### Material for the task
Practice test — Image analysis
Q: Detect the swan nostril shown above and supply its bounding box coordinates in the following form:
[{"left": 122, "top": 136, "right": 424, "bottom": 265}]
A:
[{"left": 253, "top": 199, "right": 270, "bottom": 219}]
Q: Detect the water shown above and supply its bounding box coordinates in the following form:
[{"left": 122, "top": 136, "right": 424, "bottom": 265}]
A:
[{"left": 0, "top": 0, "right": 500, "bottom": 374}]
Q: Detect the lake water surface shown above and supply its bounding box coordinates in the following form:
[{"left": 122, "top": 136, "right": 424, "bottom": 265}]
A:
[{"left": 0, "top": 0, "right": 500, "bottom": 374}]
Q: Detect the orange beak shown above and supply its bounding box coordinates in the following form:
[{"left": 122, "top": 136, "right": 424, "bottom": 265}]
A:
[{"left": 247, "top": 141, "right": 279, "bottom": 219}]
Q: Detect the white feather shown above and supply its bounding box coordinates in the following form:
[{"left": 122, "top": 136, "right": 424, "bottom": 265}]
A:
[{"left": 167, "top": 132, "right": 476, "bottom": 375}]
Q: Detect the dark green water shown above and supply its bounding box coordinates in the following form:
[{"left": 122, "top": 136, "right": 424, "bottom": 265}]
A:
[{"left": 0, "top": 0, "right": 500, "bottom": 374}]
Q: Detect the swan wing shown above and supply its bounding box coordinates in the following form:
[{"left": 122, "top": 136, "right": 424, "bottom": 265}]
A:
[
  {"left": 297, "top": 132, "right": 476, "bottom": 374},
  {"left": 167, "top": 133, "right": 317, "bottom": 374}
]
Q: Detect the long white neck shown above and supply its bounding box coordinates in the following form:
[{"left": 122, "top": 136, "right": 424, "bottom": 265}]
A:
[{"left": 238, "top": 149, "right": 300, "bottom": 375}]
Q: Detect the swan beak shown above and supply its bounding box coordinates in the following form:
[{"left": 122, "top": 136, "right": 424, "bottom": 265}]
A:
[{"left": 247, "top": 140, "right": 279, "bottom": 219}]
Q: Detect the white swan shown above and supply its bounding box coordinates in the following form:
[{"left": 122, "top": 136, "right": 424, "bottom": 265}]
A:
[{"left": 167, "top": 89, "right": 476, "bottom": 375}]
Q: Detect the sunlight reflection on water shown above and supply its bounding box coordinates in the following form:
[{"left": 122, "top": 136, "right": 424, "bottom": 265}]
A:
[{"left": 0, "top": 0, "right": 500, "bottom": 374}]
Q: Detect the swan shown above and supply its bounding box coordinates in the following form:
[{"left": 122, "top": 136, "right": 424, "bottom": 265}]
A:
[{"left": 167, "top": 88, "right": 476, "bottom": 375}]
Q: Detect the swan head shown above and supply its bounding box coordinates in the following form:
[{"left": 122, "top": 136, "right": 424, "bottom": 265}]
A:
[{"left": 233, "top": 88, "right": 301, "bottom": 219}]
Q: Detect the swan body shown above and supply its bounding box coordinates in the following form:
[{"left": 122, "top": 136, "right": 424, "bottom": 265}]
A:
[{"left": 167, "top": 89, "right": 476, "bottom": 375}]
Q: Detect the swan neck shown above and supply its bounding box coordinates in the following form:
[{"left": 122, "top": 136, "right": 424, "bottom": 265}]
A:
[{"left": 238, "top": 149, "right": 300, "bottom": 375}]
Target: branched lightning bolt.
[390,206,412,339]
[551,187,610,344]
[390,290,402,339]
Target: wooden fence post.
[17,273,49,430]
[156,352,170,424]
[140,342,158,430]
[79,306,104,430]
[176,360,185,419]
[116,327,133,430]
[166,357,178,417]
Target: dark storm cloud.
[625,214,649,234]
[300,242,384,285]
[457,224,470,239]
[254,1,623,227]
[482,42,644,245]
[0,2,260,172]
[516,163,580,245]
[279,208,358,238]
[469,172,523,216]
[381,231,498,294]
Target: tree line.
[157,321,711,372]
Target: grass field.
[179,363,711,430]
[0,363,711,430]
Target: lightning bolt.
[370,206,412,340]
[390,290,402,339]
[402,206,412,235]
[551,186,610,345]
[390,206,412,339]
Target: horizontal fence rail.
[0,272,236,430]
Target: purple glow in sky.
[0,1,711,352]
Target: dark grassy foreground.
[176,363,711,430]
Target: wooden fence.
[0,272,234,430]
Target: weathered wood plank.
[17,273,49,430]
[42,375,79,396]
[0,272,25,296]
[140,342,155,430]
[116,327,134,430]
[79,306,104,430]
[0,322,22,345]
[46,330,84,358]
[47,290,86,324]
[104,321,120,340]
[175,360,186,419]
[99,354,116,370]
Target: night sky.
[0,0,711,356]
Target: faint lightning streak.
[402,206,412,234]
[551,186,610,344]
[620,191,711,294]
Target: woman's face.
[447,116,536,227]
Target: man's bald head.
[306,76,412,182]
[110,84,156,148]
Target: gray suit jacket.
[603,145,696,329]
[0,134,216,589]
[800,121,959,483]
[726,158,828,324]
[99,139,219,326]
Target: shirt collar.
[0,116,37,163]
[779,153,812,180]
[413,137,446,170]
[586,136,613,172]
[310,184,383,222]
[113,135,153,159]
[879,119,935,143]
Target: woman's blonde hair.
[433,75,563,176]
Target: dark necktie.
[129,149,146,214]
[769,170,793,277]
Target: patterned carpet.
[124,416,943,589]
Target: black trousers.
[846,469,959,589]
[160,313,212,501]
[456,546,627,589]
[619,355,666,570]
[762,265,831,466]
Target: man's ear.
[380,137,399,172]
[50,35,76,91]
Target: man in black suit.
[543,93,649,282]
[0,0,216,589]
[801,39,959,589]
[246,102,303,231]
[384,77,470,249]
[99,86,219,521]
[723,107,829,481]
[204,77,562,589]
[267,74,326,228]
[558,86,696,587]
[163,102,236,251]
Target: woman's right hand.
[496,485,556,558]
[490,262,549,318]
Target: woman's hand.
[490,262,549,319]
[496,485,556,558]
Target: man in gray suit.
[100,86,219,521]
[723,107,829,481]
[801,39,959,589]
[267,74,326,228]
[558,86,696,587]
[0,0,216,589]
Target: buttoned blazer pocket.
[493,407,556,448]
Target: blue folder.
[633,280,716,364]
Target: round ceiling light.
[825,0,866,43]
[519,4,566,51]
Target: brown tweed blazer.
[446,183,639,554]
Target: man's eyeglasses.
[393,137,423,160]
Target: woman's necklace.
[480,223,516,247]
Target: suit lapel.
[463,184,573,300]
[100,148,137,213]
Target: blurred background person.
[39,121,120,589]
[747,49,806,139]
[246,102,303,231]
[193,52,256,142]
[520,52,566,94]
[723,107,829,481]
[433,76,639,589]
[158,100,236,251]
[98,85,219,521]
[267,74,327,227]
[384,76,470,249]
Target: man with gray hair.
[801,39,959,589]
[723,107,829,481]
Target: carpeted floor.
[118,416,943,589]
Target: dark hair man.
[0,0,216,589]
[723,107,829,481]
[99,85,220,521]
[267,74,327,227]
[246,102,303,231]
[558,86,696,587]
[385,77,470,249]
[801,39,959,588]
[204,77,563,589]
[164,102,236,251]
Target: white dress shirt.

### Set task
Copy out the data from the line containing "Target: man's bald head." through the line containing "[762,265,831,466]", both included, keeping every line but lowering each box coordinate in the answers by 15. Give only that part.

### Expected answer
Target: man's bald head.
[291,61,397,167]
[95,69,141,133]
Target: gray suit jacket.
[588,130,681,314]
[-15,119,201,574]
[785,106,944,468]
[711,143,813,309]
[84,124,204,311]
Target: shirt collar.
[-15,101,22,148]
[764,138,797,165]
[398,122,431,155]
[571,121,598,157]
[295,169,368,207]
[98,120,138,144]
[864,104,920,128]
Target: woman's blonde hair.
[418,60,548,161]
Target: dark necktie.
[114,134,131,199]
[754,155,778,262]
Target: patterned carpet.
[109,401,928,574]
Target: black trousers.
[831,454,944,574]
[145,298,197,486]
[441,531,612,574]
[604,340,651,555]
[747,250,816,451]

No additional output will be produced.